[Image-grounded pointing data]
"""

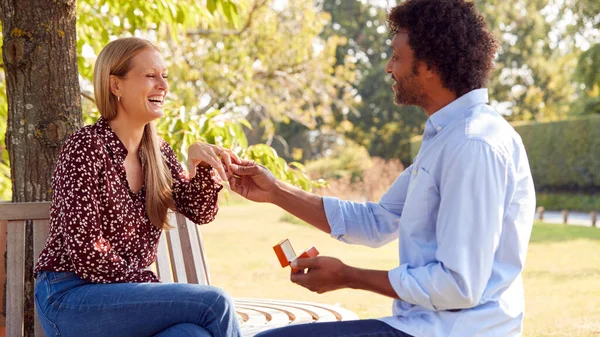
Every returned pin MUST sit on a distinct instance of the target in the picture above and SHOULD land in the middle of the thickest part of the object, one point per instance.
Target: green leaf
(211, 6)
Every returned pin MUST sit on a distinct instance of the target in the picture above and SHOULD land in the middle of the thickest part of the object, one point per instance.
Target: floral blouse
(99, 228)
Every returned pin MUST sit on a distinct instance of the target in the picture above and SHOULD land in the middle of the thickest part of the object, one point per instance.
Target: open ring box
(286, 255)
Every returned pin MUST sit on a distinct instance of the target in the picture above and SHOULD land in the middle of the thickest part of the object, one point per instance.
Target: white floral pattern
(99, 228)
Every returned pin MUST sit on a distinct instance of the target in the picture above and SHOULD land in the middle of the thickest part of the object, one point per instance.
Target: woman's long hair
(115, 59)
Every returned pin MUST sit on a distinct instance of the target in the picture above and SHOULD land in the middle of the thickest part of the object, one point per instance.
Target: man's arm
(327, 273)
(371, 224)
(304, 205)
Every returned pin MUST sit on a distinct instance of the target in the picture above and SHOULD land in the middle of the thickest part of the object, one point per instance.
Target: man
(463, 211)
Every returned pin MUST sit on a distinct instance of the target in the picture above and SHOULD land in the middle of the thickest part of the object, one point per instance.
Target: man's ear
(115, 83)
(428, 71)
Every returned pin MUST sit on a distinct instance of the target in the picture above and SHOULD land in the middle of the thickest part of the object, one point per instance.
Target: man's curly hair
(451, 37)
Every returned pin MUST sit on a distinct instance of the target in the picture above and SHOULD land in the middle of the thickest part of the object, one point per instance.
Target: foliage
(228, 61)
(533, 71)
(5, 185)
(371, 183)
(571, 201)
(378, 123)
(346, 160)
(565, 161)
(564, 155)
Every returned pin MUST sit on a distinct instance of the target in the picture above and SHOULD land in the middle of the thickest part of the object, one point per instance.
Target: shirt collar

"""

» TASK DETAILS: Word for word, repeat each record above; leave out every picture.

» EXERCISE ANSWER:
Every returned pin MUST sit on a distinct instance of the target in the picture above and SHOULD land in the middle of the thickest part of the object, one point per instance.
Target: green leaf
(211, 6)
Every returned pin MUST sit on a distinct instance of the target in the picture above and SHOULD land in the middle of the thickest part of the object, one point per instance.
Target: floral blouse
(99, 228)
Every returned pin MUST sit on a distinct instance of the target in the picture above and SHOULD land in the middle of the thickest part of the object, one point per instance.
Target: open ring box
(286, 255)
Every returned pin MUST sit on a distinct instance of the target in the picture above and SHOULD land in the middle of the thickest part of the object, one point per instance.
Target: white floral pattern
(99, 228)
Every returned pin MUST sit on a distinct instance of the target in the picture above and SHOULD land in the middle of the thickest part of the object, one point per instance.
Target: woman's long hair
(115, 59)
Every returned pin MUST sit on a distinct instance of the target in the picture above and SHOULD land in the middle of the thickest part of the object, one point per instance.
Target: man's arm
(327, 273)
(371, 224)
(304, 205)
Every returned pin MUST sit on a distinct instance of the target in the picture above and SHOULD land in the middle of the thickest part of the object, one point per instance.
Target: man
(463, 211)
Every returned pin MUST sit on a distinct instance of the target in the picture above and SHOULD land in the middle of the thickest part of the object, one point per instance.
Target: man's ear
(115, 83)
(428, 71)
Every returned pin MUST sit on a distinct instance of the target in the picture above and SHOULD land in the middle of the thickest part of the object, one point per instance.
Target: man's curly hair
(451, 37)
Every returned pin MUST sit on a distinct instance of the target in the picture above and SHOULD land in the middle of the thickest part of the object, one point per instance.
Target: foliage
(228, 61)
(533, 71)
(5, 185)
(371, 183)
(571, 201)
(378, 123)
(346, 160)
(565, 161)
(564, 155)
Every returned pin MUST sit on a distinct instance of the target in the picture above and SHOULD land in the middle of the thickest part of the object, one point per instance.
Target: shirt collar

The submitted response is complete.